■ SET PROBLEM
Please gather every line in the entries below that contains the word "bench" and copy each one unchanged.

■ EXTRACTED DATA
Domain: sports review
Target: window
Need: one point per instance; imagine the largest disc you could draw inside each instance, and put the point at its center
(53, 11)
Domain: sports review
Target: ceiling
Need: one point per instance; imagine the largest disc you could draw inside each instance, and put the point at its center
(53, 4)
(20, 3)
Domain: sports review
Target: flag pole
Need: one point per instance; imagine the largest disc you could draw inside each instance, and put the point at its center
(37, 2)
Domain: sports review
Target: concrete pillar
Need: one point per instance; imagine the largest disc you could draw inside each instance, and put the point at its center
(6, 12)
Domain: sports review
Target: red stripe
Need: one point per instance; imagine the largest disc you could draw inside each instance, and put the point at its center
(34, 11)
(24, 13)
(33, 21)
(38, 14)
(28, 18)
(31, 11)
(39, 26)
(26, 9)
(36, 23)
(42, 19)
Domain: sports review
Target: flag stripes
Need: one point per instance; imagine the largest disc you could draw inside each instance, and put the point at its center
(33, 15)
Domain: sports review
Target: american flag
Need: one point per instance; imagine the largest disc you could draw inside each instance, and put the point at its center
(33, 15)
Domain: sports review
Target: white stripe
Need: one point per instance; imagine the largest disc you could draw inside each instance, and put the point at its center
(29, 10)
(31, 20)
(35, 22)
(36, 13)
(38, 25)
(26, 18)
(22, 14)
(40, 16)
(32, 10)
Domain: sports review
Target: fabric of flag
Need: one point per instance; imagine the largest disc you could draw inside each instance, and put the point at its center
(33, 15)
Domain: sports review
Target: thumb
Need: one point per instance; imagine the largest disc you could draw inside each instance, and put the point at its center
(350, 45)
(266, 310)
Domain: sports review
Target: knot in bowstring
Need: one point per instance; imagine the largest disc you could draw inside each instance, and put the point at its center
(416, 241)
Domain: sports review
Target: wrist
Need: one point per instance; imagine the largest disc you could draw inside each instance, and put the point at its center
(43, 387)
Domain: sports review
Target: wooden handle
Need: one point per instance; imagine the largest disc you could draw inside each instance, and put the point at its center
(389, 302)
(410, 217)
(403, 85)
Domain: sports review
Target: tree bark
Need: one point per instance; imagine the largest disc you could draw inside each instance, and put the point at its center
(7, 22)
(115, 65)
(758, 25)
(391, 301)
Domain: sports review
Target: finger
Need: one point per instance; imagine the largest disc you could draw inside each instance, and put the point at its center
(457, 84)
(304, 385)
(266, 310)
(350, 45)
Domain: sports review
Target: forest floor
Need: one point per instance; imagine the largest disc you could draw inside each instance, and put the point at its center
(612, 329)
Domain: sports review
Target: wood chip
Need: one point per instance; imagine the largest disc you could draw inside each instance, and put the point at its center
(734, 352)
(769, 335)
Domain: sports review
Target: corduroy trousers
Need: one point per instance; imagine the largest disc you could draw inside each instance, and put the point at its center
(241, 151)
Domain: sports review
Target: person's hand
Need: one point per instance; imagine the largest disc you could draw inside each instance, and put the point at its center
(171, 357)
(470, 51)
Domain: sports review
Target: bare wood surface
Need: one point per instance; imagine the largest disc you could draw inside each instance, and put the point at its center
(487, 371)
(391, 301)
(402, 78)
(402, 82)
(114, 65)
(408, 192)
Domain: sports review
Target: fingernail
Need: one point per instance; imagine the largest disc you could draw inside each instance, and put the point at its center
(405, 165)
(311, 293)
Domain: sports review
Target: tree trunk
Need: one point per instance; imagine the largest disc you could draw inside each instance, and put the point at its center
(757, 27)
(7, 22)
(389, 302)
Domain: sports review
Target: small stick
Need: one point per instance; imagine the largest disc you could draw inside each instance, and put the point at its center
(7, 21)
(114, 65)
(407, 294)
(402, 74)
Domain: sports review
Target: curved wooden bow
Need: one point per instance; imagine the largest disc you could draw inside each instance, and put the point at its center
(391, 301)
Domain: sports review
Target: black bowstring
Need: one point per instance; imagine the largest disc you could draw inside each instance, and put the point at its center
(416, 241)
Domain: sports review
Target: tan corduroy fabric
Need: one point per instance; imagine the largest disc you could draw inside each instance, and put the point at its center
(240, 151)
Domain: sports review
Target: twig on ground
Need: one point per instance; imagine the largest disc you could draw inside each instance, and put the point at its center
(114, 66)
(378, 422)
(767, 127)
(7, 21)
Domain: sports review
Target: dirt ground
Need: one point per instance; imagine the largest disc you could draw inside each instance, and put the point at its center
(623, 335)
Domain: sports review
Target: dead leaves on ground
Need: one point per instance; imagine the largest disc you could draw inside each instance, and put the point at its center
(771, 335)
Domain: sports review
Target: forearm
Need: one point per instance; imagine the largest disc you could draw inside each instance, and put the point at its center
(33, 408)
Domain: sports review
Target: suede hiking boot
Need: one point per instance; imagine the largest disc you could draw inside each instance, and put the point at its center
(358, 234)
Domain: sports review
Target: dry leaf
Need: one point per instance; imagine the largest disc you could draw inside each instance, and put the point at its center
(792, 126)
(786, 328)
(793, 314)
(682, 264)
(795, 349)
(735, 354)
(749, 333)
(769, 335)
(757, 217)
==
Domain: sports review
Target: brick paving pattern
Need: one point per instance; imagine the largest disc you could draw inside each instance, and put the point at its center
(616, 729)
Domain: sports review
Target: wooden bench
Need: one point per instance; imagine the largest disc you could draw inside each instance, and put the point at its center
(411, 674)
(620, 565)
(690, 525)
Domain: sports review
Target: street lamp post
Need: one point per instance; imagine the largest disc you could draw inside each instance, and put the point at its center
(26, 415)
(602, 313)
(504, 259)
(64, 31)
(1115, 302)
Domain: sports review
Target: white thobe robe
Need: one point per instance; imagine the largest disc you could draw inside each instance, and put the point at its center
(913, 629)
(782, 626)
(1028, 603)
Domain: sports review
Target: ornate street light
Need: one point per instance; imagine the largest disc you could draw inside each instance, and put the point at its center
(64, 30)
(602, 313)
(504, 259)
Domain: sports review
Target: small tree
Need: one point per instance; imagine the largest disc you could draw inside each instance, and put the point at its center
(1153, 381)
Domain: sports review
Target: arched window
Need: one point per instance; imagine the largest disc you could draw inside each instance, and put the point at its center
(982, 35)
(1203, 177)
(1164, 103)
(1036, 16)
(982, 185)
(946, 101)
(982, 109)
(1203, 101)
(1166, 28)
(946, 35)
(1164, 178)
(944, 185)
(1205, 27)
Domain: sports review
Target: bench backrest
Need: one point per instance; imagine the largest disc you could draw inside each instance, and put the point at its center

■ RESULT FOR THIS TASK
Target: wooden bench
Target: bench backrest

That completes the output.